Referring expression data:
════════════════

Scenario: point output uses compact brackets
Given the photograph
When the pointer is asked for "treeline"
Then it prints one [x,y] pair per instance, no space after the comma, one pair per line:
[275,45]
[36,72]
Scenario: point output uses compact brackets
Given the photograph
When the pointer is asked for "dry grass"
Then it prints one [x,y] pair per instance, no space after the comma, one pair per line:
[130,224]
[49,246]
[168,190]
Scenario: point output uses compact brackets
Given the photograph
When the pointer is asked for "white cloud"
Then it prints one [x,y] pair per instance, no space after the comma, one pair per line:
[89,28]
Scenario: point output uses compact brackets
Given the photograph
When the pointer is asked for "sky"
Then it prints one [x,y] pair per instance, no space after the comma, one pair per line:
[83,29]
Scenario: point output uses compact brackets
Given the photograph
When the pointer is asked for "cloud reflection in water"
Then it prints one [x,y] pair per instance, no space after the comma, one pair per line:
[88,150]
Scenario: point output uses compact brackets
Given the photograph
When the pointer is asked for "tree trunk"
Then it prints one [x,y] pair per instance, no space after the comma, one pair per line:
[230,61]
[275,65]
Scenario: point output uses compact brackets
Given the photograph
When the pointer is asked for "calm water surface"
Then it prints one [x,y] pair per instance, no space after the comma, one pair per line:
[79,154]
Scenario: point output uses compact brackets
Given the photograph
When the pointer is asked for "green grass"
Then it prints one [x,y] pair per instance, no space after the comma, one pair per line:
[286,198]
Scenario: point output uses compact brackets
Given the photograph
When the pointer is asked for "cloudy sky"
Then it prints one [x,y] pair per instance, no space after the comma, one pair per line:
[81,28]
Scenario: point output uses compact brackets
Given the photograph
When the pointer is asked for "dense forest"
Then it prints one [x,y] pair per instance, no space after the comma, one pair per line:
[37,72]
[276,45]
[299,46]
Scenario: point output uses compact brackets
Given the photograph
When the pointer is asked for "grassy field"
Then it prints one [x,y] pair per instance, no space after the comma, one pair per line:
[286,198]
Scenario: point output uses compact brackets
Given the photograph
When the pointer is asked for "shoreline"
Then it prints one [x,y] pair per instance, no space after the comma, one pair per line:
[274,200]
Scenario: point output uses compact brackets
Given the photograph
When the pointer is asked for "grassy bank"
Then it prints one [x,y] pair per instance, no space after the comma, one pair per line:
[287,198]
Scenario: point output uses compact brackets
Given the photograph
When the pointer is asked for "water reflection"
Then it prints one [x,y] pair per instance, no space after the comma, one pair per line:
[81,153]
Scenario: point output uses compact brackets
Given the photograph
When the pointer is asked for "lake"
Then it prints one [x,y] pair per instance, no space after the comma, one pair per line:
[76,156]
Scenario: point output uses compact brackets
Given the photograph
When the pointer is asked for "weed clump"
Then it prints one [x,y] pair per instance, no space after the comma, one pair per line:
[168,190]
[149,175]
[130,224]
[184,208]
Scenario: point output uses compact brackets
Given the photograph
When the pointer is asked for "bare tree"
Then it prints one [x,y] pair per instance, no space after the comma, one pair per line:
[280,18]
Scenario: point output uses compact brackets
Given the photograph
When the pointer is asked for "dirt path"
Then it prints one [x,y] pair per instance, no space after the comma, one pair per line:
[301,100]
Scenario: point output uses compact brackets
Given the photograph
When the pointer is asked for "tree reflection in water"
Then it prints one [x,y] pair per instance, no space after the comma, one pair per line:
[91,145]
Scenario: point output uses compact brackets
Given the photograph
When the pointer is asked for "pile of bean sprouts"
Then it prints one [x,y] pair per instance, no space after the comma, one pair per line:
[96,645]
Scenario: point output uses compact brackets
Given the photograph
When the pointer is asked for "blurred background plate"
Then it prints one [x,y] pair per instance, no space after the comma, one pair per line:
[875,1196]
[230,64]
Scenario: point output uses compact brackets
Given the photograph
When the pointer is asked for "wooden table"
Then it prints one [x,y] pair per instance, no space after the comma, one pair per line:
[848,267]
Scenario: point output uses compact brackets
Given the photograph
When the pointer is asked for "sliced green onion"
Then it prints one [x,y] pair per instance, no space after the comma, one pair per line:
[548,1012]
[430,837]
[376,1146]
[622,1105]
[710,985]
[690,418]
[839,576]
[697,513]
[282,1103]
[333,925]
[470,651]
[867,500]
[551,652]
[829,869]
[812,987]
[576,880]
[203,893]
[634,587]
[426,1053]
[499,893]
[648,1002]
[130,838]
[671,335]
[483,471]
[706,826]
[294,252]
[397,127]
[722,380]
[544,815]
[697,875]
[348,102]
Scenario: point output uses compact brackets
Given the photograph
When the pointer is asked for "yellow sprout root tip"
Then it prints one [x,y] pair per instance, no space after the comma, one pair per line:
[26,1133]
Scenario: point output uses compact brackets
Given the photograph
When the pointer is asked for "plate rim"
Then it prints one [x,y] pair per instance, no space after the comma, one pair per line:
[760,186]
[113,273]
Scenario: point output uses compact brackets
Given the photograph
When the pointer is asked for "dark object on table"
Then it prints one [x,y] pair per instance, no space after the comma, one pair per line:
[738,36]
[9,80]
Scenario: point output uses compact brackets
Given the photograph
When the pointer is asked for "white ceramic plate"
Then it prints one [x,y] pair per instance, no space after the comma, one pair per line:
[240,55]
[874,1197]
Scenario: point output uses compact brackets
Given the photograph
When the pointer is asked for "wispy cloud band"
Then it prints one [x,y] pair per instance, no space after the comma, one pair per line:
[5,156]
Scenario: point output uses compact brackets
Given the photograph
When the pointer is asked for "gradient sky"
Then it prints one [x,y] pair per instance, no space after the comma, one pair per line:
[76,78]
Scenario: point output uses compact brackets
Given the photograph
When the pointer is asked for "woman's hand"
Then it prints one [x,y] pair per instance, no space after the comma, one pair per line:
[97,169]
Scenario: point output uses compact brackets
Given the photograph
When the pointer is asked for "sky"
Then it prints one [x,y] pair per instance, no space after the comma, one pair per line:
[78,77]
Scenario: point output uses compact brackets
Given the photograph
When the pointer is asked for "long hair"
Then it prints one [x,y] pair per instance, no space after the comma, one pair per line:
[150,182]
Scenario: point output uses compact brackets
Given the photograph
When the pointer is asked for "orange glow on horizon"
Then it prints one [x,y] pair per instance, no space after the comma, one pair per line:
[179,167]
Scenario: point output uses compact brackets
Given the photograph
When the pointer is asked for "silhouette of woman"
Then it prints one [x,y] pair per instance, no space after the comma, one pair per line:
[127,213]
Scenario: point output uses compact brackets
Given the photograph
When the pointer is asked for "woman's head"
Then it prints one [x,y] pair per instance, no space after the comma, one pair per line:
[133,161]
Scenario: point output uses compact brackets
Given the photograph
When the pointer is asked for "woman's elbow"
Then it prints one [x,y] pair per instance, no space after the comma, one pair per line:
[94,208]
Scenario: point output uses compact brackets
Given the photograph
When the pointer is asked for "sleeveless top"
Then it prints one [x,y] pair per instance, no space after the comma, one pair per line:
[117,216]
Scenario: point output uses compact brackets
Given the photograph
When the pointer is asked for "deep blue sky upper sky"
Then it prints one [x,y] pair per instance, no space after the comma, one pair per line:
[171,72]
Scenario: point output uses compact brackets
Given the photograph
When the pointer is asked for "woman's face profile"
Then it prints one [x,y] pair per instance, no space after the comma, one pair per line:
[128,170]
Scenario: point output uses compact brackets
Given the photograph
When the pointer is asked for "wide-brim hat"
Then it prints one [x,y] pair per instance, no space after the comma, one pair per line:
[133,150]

════════════════

WORK REQUEST: Could you retype every record above exactly as given?

RESULT OF THE EXERCISE:
Scenario: point output uses compact brackets
Given the photograph
When the pointer is asked for "treeline"
Then it prints one [x,y] pair per instance, no space after the comma, one pair per line:
[275,45]
[36,72]
Scenario: point output uses compact brackets
Given the photograph
When the pointer is asked for "dry grass"
Then it prints one [x,y] pair per instance, no space after the comma, one pair per line:
[130,224]
[49,246]
[168,190]
Scenario: point output uses compact brackets
Given the photograph
When the pointer is asked for "white cloud"
Then it prints one [x,y] pair per instance, no space after the comma, one pair per line:
[89,28]
Scenario: point output uses compact brackets
Given the photograph
When the pointer is asked for "sky"
Then it prints one [x,y] pair per instance, no space after the comma, one pair per line:
[83,29]
Scenario: point output uses compact brackets
Given the photograph
When the pointer is asked for "cloud reflection in water"
Then it prints one [x,y] pair per instance, no space after the comma, one pair per line:
[88,150]
Scenario: point output uses compact brackets
Given the photograph
When the pointer is asked for "tree trunk"
Then it prints one [x,y] pair per instance, no space after the comma, one pair per line:
[230,61]
[275,65]
Scenario: point output uses compact brackets
Given the photograph
When the pointer is asked for "calm water surface"
Then it prints one [x,y] pair per instance, no space after the comma, one pair per line:
[79,154]
Scenario: point output uses compact brackets
Given the photograph
When the pointer is asked for "green grass"
Then it prints one [x,y] pair per instance, no space after the comma, one pair per line:
[286,198]
Scenario: point output uses compact brackets
Given the photograph
When the pointer is asked for "cloudy sky"
Then it prints one [x,y] pair per instance, no space after the comma, one pair per line:
[81,28]
Scenario: point output uses compact brackets
Given the photograph
When the pointer is asked for "dense forest"
Then it prints one [x,y] pair per instance, no space after the comma, one pair per line:
[37,72]
[276,45]
[299,46]
Scenario: point output uses compact brackets
Given the photograph
When the pointer is asked for "grassy field"
Then it prints one [x,y] pair per instance, no space after the comma, one pair per line:
[286,198]
Scenario: point output uses compact brackets
Given the photograph
When the pointer is asked for "shoreline"
Then it prints one [x,y] pair per instance, no space after the comma, one pair per line:
[274,200]
Scenario: point output uses compact brackets
Given the photograph
When the pointer is asked for "grassy bank"
Then it prints one [x,y] pair per instance, no space after the comma, one pair per line:
[287,198]
Scenario: point output uses compact brackets
Given the photograph
When the pointer is asked for "water reflection"
Then it prints one [x,y] pair per instance, no space after the comma, one pair per line:
[81,153]
Scenario: point output uses compact brackets
Given the photograph
When the pointer is asked for "lake"
Then it prints one [x,y] pair per instance, no space after the comma, one pair per line:
[76,156]
Scenario: point output uses compact brackets
Given the photograph
When the pointer is asked for "weed clump"
Then it prints one [x,y] pair per instance, no space after the comma, one pair per line:
[168,190]
[149,175]
[130,224]
[184,208]
Scenario: point output uses compact brackets
Given the photograph
When the pointer is asked for "bare tree"
Then it prints one [x,y] pair per instance, no space after the comma, one pair per line:
[280,18]
Scenario: point output uses compact brackets
Given the photograph
When the pointer is asked for "dirt path"
Then it prints one [x,y] pair per instance, no space after the comma, one pair per line:
[301,100]
Scenario: point output uses compact brackets
Given the photograph
When the pointer is asked for "tree reflection in water"
Then it prints one [x,y] pair per instance, no space after the comma, one pair per line:
[91,145]
Scenario: point output uses compact brackets
Given the photograph
When the pointer is asked for "pile of bean sprouts"
Then it prints one [x,y] pair per instance, no space after the comma, one pair per line:
[96,645]
Scenario: point output uses compact brackets
Given the photograph
When the pointer is asked for "blurred background plate"
Then it prints one [x,y] pair per instance, no space after the comma, one pair per line:
[875,1196]
[230,64]
Scenario: point output uses compact brackets
Given the photograph
When the pointer is asked for "wooden table"
Then it prints one [x,y] pair per instance, no space after the comma, one pair per line:
[848,267]
Scenario: point output uses compact brackets
Given the photograph
When the pointer is asked for "sliced green onion"
Then it prints one [x,y] pair per instance, no space after the comma, one pair per line:
[548,1012]
[430,837]
[376,1146]
[622,1105]
[710,985]
[690,418]
[839,576]
[697,513]
[282,1103]
[333,925]
[470,651]
[867,500]
[551,652]
[829,869]
[812,987]
[576,880]
[203,893]
[634,587]
[426,1053]
[499,893]
[648,1002]
[130,838]
[671,335]
[483,471]
[706,826]
[294,252]
[397,127]
[722,380]
[544,815]
[697,875]
[348,102]
Scenario: point output uses compact brackets
Given the photograph
When the pointer is asked for "yellow sprout root tip"
Then it prints one [x,y] pair per instance, no space after the comma, one pair per line:
[26,1133]
Scenario: point output uses compact brackets
Given the photograph
When the pointer is asked for "plate rim"
Then it prints one [x,y] pair per instance, no space after the comma, one pair per line:
[760,186]
[113,273]
Scenario: point output uses compact brackets
Given the photograph
When the pointer is asked for "dark object on table"
Then it prints one [x,y] pair per instance, no space after the comma, one pair per line:
[738,36]
[9,80]
Scenario: point output uses compact brackets
Given the photograph
When the pointer is asked for "white ceramic plate"
Then it prints one [x,y] pair per instance, no space after the comma, one pair per line:
[240,55]
[874,1197]
Scenario: point output uses compact brackets
Given the photograph
When the pointer is asked for "wispy cloud band"
Then it prints one [x,y] pair per instance, no space after the comma, one pair per line:
[5,156]
Scenario: point output uses compact brackets
Given the photograph
When the pointer is asked for "gradient sky"
Then it prints one [x,y] pair per instance, no space after the comma, one pair per line:
[76,78]
Scenario: point output uses compact brackets
Given the photograph
When the pointer is asked for "woman's hand"
Then it prints one [x,y] pair per instance, no space after the comma, one pair per line:
[97,169]
Scenario: point output uses compact brackets
Given the photograph
When the pointer is asked for "sky"
Then it prints one [x,y] pair per instance, no space after the comma, one pair per line:
[78,77]
Scenario: point output uses compact brackets
Given the photograph
When the pointer is asked for "long hair"
Then it prints one [x,y] pair per instance, no space after the comma, one pair per line:
[150,182]
Scenario: point output uses compact brackets
Given the photograph
When the pointer is asked for "orange glow on horizon"
Then it prints one [x,y] pair per instance, no space after the comma, one pair per line:
[179,167]
Scenario: point output uses compact brackets
Given the photograph
When the pointer is asked for "silhouette of woman"
Then it prints one [x,y] pair per instance, no space after the comma, one pair per line:
[127,213]
Scenario: point output uses compact brackets
Given the photograph
When the pointer is asked for "woman's head"
Then it prints one [x,y] pair per instance, no space after the comma, one pair per line:
[133,161]
Scenario: point output uses compact brackets
Given the photograph
When the pointer is asked for "woman's elbow"
Then it prints one [x,y] pair per instance, no space after the comma, one pair per line:
[94,208]
Scenario: point output uses compact brackets
Given the photograph
When the pointer is asked for "sleeveless top"
Then it prints one [x,y] pair per instance, no space after the comma, one pair per line:
[117,216]
Scenario: point output uses compact brackets
Given the photograph
When the pointer is asked for "deep blue sky upper sky"
Then it prints one [x,y] pair per instance, no space after the comma, one pair per line:
[171,72]
Scenario: point output uses compact brackets
Given the photograph
When the pointer is asked for "woman's face profile"
Then it prints one [x,y] pair per instance, no space after the comma, one pair per line:
[128,170]
Scenario: point output uses compact brackets
Given the photograph
When the pointer is asked for "wide-brim hat"
Then it prints one [x,y] pair per instance, no space after the comma, one pair per line:
[133,150]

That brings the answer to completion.